With L14, we envision a sequence of binding events where a 1:1 complex would form first as L14 is titrated into a solution of Zn(ClO₄)₂. The 1:1 complex is shown as [Zn(L)(T)(S)] in Scheme 3A, in which L, T, and S represent N,N-di(2-picolyl)amino, 1,2,3-triazolyl, and CH₃CN, respectively. The 1,4-isomer L14 would allow for incorporation of the 1,2,3-triazolyl group (T) into the coordination sphere of the 1:1 complex (Scheme 3A). Therefore, L, T, and S are all bound with zinc(II). The ITC data in Figure 4A confirms the initial formation of a 1:1 complex. The binding affinity of this complex (K₁) is too strong to be accurately determined (Scheme 4A).⁵⁶ Upon further addition of L14 in the system, the 2:1 ligand/metal complex ([Zn(L)₂](T)₂ in Scheme 3A) forms with a K₂ value of (4.0 ± 0.48) ± 10⁴ M⁻¹ (Scheme 4B). The two tridentate N,N-di(2-picolyl)amino groups likely saturate the octahedral coordination sphere of zinc(II), leaving the 1,2,3-triazolyl unbound. This scenario, as depicted in Scheme 3A, is consistent with the ¹H NMR titration data (vide infra).

Figure 4.

(A) A solution of L14 (2.0 mM) was titrated into Zn(ClO₄)₂ (0.090 mM) in CH₃CN at 298 K. The one-site model was used to fit the data of the second transition. n (molar ratio) = 1.7 ±0.07, K = (4.0 ± 0.48) ×10⁴ M⁻¹, ΔH = −(12 ± 0.83) kcal/mol, and TΔS° = −6.2 kcal/mol. (B) A solution of L15 (2.0 mM) was titrated into a solution of Zn(ClO₄)₂ (0.090 mM) in CH₃CN at 298 K. The one-site model was used to fit the data of the second transition. n (molar ratio) = 1.9 ± 0.01, K = (7.0 ± 0.7) × 10⁵ M⁻¹, ΔH = −(11 ± 0.02) kcal/mol, and TΔS° = −3.0 kcal/mol.

▶ _Raw data_
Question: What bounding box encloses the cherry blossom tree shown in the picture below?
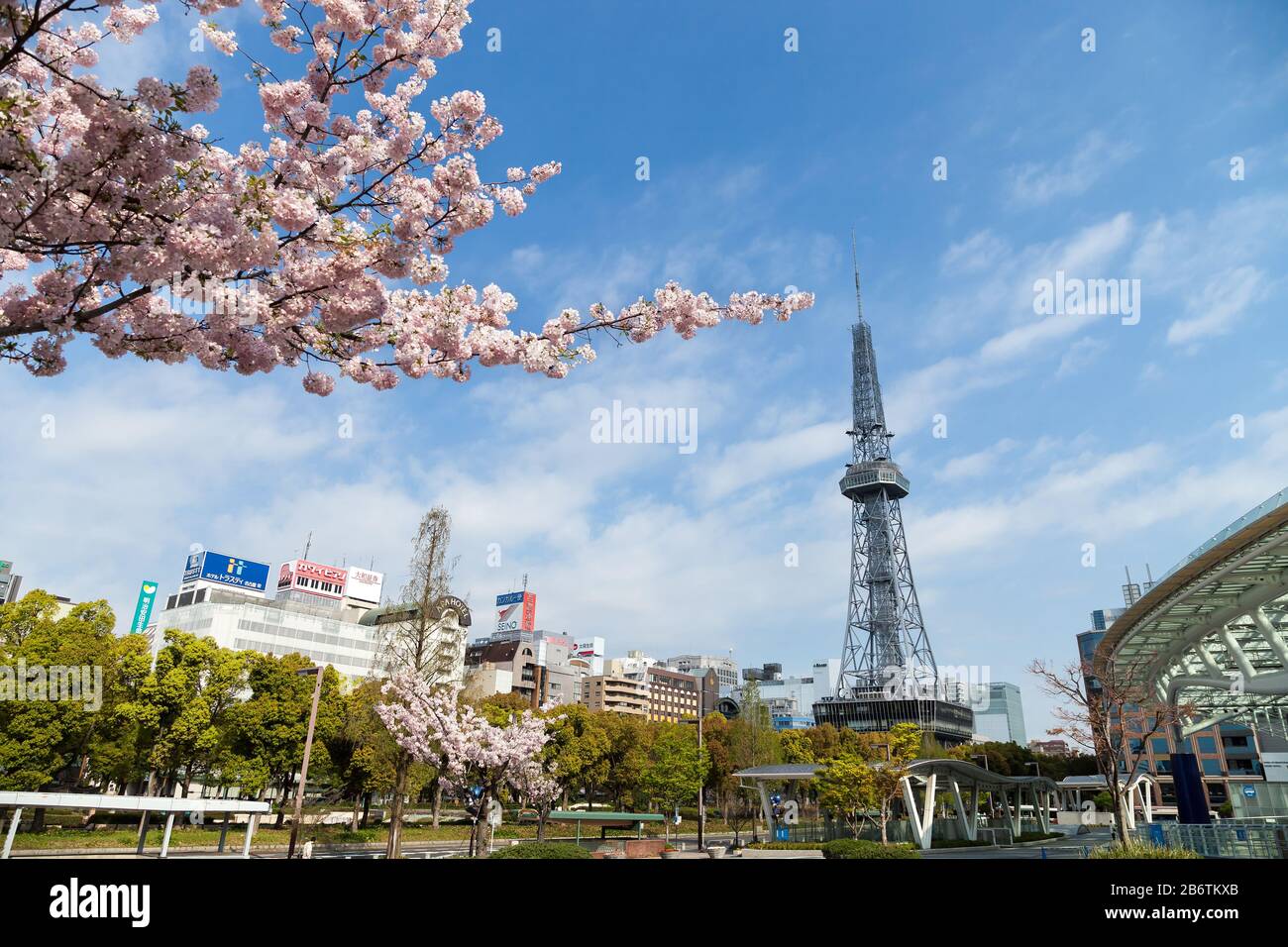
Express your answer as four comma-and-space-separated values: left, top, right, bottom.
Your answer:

▶ _Problem_
In the text on zinc(II) binding above, which group is left unbound once the 2:1 ligand/metal complex forms?

▶ _Correct answer_
The 1,2,3-triazolyl group is left unbound.